Here we go again... you discount the ONLY evidence we have as anecdotal yet present nothing to support your own view other than PFS people picking up free books (which only proves the success of Pathfinder and doesn't support 4e being a success in any way, shape, or form). If 4e was truly a success, we wouldn't have had 4.5/essentials two years later with the complete discontinuation of further 4e specific support. If 4.5/essentials was a success, we wouldn't have the announcement of 5e playtesting less than two years later either. In the end, success for gamers is that they're having fun and plenty of people have fun with 4e. Success for a company is sheer number of sales and in that regard 4e is certainly not a success since it accomplished what no other edition prior did... losing 1st place in RPG sales and perceived popularity to another related game. It may not have bombed and probably is profitable but it's certainly not a success when you drop to #2 in the only indicators available for the first time in 30 years. The fact that the new edition announcement is pretty much phrased as a mea culpa and acknowledges the fragmentation of the fanbase (albeit couched in 1st-4th edition terms) should be enough to convince all but the most thick skulled readers that 4e was not all that WOTC was hoping it would be.

## Entries shown

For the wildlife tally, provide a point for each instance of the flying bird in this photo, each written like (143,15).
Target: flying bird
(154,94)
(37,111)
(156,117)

## Instructions for the task
Decide whether each statement agrees with the text on whether 4e was a success. Answer yes or no, quoting the deciding words. (a) It places 4.5/essentials two years after 4e. (b) It claims 4e bombed and was unprofitable. (c) It defines success for a company as players having fun.

## Response to this exercise
(a) Yes: "we wouldn't have had 4.5/essentials two years later"
(b) No: "It may not have bombed and probably is profitable"
(c) No: "Success for a company is sheer number of sales"